## What to work on
Repeat verbatim every line of the material, beginning at the line that holds "formatted like [97,435]." and ending at its last line.

## Stored rows
[Start]
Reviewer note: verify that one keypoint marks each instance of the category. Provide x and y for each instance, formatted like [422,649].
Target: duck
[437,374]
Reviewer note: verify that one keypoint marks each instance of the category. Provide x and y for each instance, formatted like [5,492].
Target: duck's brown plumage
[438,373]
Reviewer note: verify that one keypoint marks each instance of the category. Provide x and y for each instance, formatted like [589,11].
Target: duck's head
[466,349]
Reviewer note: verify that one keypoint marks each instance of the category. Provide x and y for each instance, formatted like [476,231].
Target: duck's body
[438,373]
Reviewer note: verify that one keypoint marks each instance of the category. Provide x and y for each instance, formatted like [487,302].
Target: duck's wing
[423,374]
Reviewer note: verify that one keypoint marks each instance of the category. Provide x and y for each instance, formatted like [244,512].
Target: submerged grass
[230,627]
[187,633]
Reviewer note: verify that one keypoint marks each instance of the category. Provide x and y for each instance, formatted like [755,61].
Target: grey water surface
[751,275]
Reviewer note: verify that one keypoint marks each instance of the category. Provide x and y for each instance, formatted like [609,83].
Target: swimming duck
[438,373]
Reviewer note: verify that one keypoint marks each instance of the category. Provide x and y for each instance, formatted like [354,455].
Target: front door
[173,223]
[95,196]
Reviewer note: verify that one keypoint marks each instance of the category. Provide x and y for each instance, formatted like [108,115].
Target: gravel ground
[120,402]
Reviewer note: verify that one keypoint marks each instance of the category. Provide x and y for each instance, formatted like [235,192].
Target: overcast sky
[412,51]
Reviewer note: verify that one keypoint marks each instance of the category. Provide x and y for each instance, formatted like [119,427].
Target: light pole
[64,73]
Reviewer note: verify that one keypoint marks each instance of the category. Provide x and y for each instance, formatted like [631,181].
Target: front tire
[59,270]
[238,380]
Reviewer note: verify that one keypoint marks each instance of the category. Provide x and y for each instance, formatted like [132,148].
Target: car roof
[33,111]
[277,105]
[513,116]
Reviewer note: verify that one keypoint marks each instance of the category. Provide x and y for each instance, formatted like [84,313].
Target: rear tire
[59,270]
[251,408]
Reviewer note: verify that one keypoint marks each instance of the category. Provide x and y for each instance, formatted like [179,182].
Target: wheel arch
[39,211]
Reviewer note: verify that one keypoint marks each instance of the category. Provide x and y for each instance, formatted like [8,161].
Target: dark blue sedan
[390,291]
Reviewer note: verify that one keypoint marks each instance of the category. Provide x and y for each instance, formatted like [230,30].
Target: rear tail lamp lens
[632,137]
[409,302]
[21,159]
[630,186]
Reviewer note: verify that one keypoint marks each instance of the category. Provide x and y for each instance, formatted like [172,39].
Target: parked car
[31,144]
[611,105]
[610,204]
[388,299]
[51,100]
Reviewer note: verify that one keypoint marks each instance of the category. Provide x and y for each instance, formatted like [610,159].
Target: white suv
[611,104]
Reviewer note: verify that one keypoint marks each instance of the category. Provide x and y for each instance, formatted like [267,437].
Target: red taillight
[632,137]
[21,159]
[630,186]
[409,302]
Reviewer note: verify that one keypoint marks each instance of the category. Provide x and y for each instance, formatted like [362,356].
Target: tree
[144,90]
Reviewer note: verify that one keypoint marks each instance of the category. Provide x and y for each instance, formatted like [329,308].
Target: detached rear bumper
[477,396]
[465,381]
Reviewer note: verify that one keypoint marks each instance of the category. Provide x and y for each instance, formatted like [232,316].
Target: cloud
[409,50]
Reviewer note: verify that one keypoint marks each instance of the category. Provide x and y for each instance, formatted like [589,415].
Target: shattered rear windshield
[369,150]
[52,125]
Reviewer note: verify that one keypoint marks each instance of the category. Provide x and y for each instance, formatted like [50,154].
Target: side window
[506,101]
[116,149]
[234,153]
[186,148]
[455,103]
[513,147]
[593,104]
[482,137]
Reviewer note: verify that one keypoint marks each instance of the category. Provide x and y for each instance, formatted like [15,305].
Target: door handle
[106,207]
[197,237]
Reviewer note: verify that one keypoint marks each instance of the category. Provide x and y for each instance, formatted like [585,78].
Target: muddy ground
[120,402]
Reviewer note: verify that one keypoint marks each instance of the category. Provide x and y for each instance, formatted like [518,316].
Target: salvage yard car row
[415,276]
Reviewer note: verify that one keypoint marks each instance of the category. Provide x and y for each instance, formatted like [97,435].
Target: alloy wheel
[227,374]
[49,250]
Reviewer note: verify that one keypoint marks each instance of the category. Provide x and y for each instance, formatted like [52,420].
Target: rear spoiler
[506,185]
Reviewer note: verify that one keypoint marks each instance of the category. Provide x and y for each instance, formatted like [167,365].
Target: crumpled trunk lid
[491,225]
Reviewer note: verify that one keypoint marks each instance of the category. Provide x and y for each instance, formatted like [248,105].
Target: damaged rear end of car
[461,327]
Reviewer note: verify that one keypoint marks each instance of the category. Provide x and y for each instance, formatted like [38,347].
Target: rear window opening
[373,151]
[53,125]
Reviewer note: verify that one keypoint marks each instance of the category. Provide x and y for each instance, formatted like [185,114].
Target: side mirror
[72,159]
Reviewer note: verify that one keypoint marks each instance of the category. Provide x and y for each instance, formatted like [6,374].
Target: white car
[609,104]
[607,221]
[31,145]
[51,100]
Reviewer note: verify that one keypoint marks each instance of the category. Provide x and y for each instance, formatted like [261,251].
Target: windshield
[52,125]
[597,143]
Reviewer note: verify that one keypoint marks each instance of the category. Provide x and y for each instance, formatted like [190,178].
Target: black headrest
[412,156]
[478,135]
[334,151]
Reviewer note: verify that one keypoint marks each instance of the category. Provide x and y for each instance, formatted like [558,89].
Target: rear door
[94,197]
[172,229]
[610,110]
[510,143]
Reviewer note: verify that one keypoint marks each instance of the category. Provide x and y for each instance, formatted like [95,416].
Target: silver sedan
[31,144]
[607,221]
[End]
## Answer for the task
Reviewer note: verify that one keypoint marks each instance of the category. Provide x and y for each instance, formatted like [97,435].
Target: alloy wheel
[227,374]
[49,250]
Reviewer note: verify that one keypoint marks each instance of the category. Provide x and y for each instance, formatted like [52,420].
Target: rear spoiler
[506,185]
Reviewer note: verify that one keypoint marks each instance of the category. Provide x and y for each instance, formatted like [167,365].
Target: crumpled trunk lid
[491,225]
Reviewer note: verify that one keypoint marks each instance of the category. Provide x and y for each instance, formatted like [248,105].
Target: damaged rear end of car
[461,327]
Reviewer note: verify that one keypoint marks each instance of the category. Provide x and y for each instance, formatted like [38,347].
Target: rear window opening
[373,151]
[53,125]
Reviewer note: verify that one keypoint marks each instance of the category. Provide x and y for each instance, formatted like [185,114].
Target: side mirror
[72,159]
Reviewer note: verify that one keypoint marks each instance of the category. Provide x and y for each instance, formatted like [6,374].
Target: white car
[609,104]
[607,221]
[31,145]
[51,100]
Reviewer note: verify that one keypoint marks each instance of the category. Provide x and y for each instance, formatted like [261,251].
Target: windshield
[52,125]
[597,143]
Reviewer note: verify that one keypoint marks each instance of the category. Provide x and y for each instance, formatted like [190,178].
Target: black headrest
[412,156]
[478,135]
[334,151]
Reviewer note: verify that one keypoint marks each instance of the category. Provide x and y for each instance, formatted like [558,89].
Target: rear door
[94,197]
[172,229]
[610,110]
[510,143]
Reviewer note: verify that one keypoint marks each instance of the category. Provide x and y for each instance, formatted like [95,416].
Target: silver sedan
[31,144]
[607,221]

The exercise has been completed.